◆ Extract ◆
--------
# Random Cubing Discussion

#### Kit Clement

This is clearly false. Repeat just F R U R' U' F twice and you'll see that two edges are unoriented, regardless of which of the 3 orientations you choose. That alg does affect 2 edges' EO state, but it also cycles pieces, so it doesn't switch the EO state of the same pieces each time.

#### Alex Davison

##### Member
This is clearly false. Repeat just F R U R' U' F twice and you'll see that two edges are unoriented, regardless of which of the 3 orientations you choose. That alg does affect 2 edges' EO state, but it also cycles pieces, so it doesn't switch the EO state of the same pieces each time.
ahh true, i didn't take into account permutation

#### abunickabhi

##### Member
I doubt this will have any benefit to speedsolving... But a few days ago i realized that any algorithm repeated an even number of times will not affect EO. If you think of an algorithm as a "toggle" for the some of the edges (by which I mean it switches some edges from bad->good or good->bad) it becomes pretty clear that if you repeat the algorithm twice, all of the "toggled" edges are toggled back... meaning that EO isn't affected.

I know this is stupid but I thought it was interesting nonetheless. there's probably there's some other post that already mentioned this but whatever lol
Every algorithm affects EO differently. It depends on the number of F and B turns the alg has, and if it has rotations too. As Kit said, the refutation of the even conjecture, is F R U R' U' F.

#### xyzzy

##### Member
A better counterexample would be something that truly leaves edges flipped in place after an even number of iterations, like M' U M U' M' U M U M' U2 M (flips all four last layer edges after two iterations).

#### qwr

##### Member
Brian Sun, well known for his "pls" vids where he shows someone's video then shows a "better" alg, apparently got copyright striked. I think this use of copyright striking is malicious and the clips are used in fair use (specifically for use in scholarly criticism), though youtube's copyright system is widely known to be abusable.
--------
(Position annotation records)

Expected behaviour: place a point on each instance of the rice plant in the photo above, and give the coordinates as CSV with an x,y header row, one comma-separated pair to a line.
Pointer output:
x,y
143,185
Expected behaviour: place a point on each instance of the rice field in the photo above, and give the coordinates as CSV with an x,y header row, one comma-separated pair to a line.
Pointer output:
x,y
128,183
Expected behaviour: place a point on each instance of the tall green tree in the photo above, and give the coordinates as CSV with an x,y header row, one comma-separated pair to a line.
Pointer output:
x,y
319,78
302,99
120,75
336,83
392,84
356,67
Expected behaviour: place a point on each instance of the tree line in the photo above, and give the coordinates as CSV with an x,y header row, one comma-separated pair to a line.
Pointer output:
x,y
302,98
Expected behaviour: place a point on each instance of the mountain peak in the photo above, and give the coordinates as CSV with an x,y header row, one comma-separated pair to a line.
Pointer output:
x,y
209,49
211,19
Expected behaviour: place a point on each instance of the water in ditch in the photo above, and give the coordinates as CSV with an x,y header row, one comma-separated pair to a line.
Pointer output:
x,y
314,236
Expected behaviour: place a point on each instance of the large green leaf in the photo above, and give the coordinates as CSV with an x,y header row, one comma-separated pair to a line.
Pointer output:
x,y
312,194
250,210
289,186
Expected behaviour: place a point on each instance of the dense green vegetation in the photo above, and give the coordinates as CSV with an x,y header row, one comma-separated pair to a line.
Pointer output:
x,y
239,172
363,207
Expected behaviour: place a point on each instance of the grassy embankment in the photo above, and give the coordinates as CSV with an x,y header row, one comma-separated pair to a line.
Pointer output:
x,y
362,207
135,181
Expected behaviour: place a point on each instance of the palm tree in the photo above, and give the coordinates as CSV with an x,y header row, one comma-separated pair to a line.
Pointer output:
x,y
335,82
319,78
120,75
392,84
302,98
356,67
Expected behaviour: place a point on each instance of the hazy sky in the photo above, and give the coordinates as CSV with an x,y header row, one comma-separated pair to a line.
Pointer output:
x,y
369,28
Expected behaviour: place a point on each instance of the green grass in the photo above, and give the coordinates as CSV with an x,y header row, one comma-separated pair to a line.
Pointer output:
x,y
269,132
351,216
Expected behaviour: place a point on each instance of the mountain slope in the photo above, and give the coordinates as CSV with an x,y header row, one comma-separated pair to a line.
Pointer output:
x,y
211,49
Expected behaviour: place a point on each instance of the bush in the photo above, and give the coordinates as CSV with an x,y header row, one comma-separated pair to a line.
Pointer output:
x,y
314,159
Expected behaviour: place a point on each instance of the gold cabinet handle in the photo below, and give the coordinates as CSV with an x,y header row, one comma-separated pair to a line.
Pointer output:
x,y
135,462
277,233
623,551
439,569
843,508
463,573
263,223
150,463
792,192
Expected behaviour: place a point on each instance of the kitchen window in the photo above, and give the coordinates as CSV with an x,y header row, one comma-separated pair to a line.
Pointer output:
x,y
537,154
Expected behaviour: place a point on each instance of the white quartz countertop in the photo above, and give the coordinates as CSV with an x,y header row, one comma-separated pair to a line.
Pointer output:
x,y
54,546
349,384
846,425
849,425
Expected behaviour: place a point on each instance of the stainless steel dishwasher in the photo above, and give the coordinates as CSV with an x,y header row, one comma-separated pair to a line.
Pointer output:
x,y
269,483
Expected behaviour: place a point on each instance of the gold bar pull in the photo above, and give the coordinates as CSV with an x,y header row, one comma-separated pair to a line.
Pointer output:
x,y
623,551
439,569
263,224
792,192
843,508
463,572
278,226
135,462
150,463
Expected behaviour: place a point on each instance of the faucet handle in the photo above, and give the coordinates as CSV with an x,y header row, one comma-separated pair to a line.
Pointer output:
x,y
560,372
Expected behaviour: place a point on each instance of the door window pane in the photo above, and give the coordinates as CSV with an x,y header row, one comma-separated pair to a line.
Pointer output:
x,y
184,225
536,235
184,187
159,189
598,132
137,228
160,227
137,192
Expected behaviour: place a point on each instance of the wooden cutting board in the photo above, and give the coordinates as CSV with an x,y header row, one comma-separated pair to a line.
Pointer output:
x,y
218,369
--------
◆ Required work ◆
(1) In the cubing thread, which algorithm flips all four last layer edges after two iterations?
(2) Extract the passage of the cubing thread that begins at the words "#### Alex Davison" and ends after the words "EO isn't affected.".

◆ The responses ◆
(1) M' U M U' M' U M U M' U2 M

(2)
#### Alex Davison

##### Member
This is clearly false. Repeat just F R U R' U' F twice and you'll see that two edges are unoriented, regardless of which of the 3 orientations you choose. That alg does affect 2 edges' EO state, but it also cycles pieces, so it doesn't switch the EO state of the same pieces each time.
ahh true, i didn't take into account permutation

#### abunickabhi

##### Member
I doubt this will have any benefit to speedsolving... But a few days ago i realized that any algorithm repeated an even number of times will not affect EO. If you think of an algorithm as a "toggle" for the some of the edges (by which I mean it switches some edges from bad->good or good->bad) it becomes pretty clear that if you repeat the algorithm twice, all of the "toggled" edges are toggled back... meaning that EO isn't affected.